TASKS FOR THIS EXERCISE:
1. Translate the sentence "The CRD is currently in active negotiations with Pyrocal." from the page on the Hartland biosolids project into Spanish.
2. In the page on the Hartland biosolids project, update the part that opens with the words containing "Biochar has been used" and closes with "generate economic opportunities.", replacing "terra preta" with "dark earth".

PAGE EXCERPT:
==================================================

The new add-on technology does not increase odour, noise, or trucking activity at the facility. In fact, it reduces the volume of residuals by half, meaning fewer trucks coming and going.

Pyrocal, the technology vendor behind the Australian system, has been selected as the preferred proponent to integrate this technology into the Residual Treatment Facility at Hartland Landfill. The CRD is currently in active negotiations with Pyrocal. 

The initial step in introducing thermal technology is intended to:

• Cut the volume by half
• Destroy contaminants of concern
• Stabilize the material, enabling safe, odourless storage
• Cut greenhouse gases by storing carbon instead of releasing it.

Once in place, decisions on future optimizations would be made. A stepped approach to introducing the technology minimizes upfront costs while allowing time for analysis and performance evaluation before considering future optimizations and end-uses of biochar.

Thermal technologies have long been used in agriculture and forestry to process organic materials, [e.g. wood chips, manure, and yard waste] into biochar. This would be the first time in Canada this technology is being used to transform wastewater biosolids into a stable, carbon-rich product, however similar systems designed to treat biosolids from wastewater are now operating in Australia, Asia, Europe, and the United States. 

A waste discharge authorization will be required from the Province of BC for air discharge under the Environmental Management Act (EMA). The permit review process has been initiated. Public notification will be required within the permit application process.  Air emissions and mitigations will be determined through the detailed design process, followed by the required public and First Nations notification process.

Physical alterations to the Residuals Treatment Facility must meet BC Building Code and District of Saanich bylaws and installation of the new equipment requires applicable permits from Technical Safety BC prior to commissioning.

Pyrocal, an Australian engineering company, will integrate the innovative carbonisation technology into the Residuals Treatment Facility at the Hartland Landfill.  The preferred location for the new carbonisation equipment is the northwest corner of the existing facility, occupying less than 2% of the 2.7-hectare site footprint. The site will be finalized based on further planning and design.  Most of the equipment is 5 metres [16 feet] tall. At its highest point, the stack would be approximately 9 metres [29 feet] high, which is significantly smaller than the structures within the Residuals Treatment Facility, at 15 metres [49 feet] in height.

Biochar has been used for centuries, from creating rich, fertile soils known as terra preta in the Amazon - where charcoal was added to improve soil health, to modern regenerative agriculture that enriches soil and boosts crop yields.   Modern use of biochar includes soil amendment, green building materials, stormwater filtration, water treatment, and odour control, making it a versatile solution for environmental challenges. The CRD is exploring opportunities to maximize the technology for community benefit, support local sustainability, and generate economic opportunities.

==================================================

INFORMATION SHOWN:
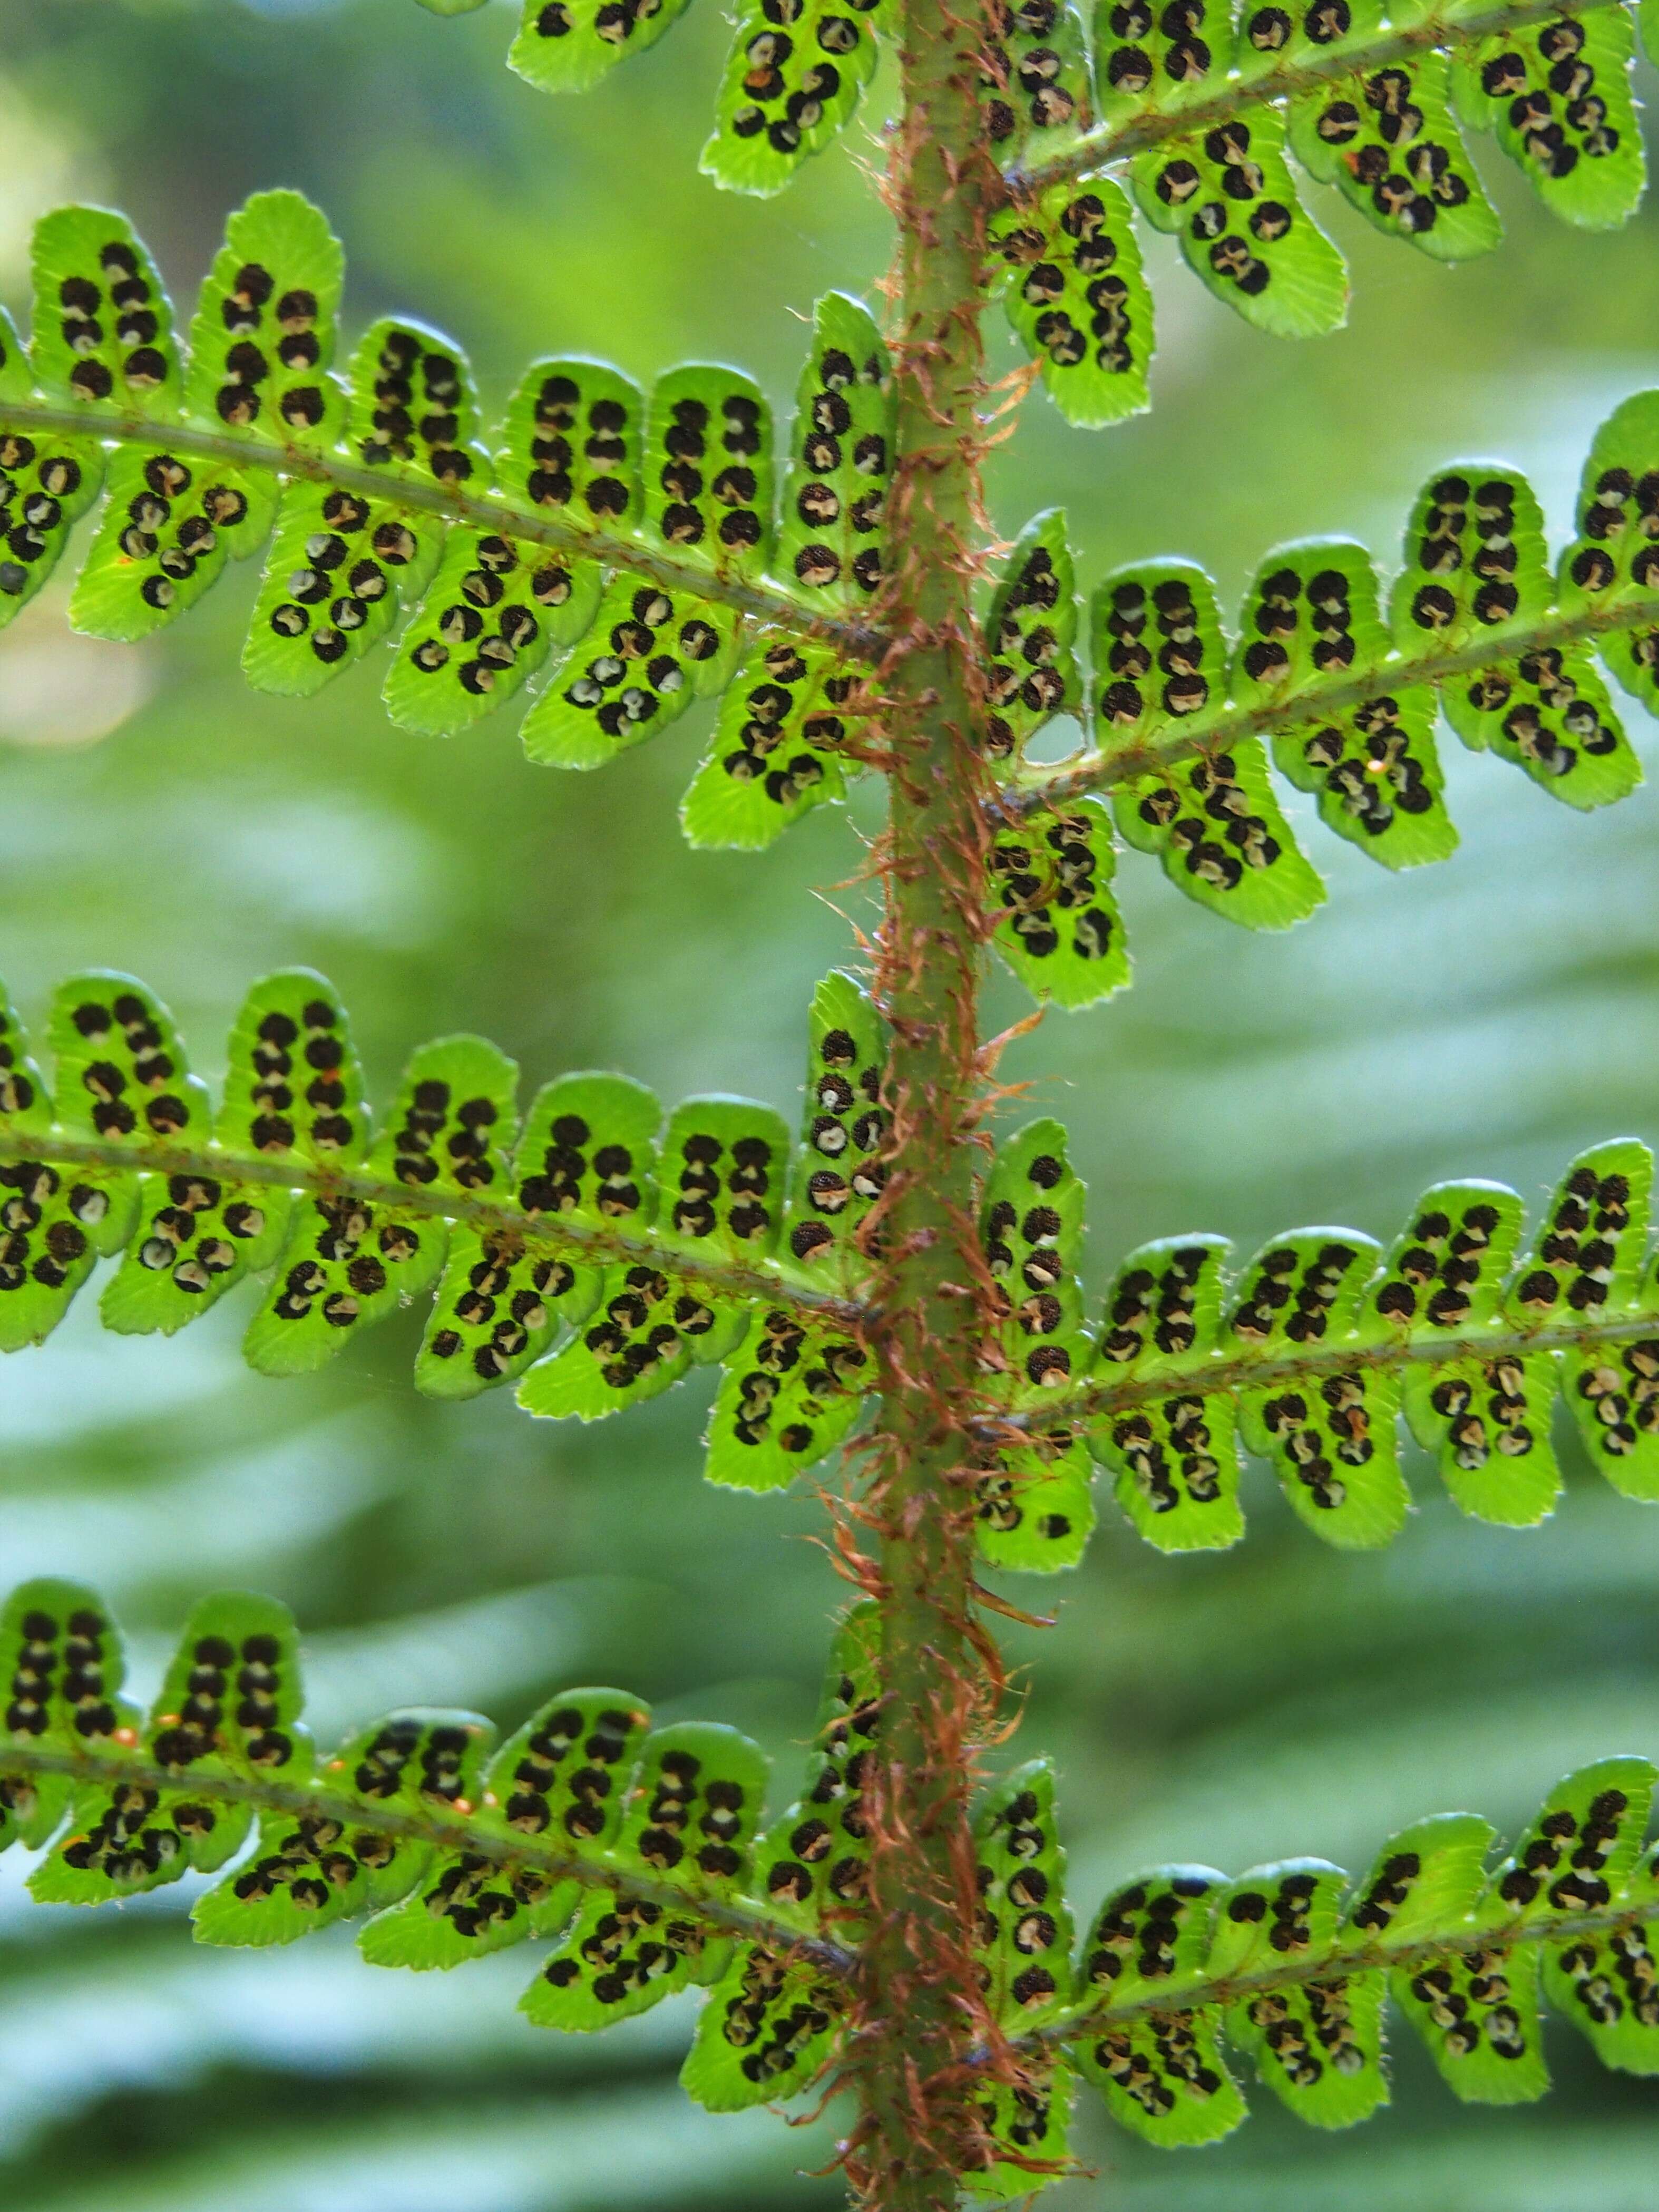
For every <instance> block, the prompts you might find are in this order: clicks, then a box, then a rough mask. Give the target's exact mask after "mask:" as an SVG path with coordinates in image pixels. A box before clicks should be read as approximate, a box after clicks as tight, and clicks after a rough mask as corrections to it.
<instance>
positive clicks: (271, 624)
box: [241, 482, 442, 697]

==================================================

ANSWERS TO EACH TASK:
1. La CRD está actualmente en negociaciones activas con Pyrocal.

2.
Biochar has been used for centuries, from creating rich, fertile soils known as dark earth in the Amazon - where charcoal was added to improve soil health, to modern regenerative agriculture that enriches soil and boosts crop yields.   Modern use of biochar includes soil amendment, green building materials, stormwater filtration, water treatment, and odour control, making it a versatile solution for environmental challenges. The CRD is exploring opportunities to maximize the technology for community benefit, support local sustainability, and generate economic opportunities.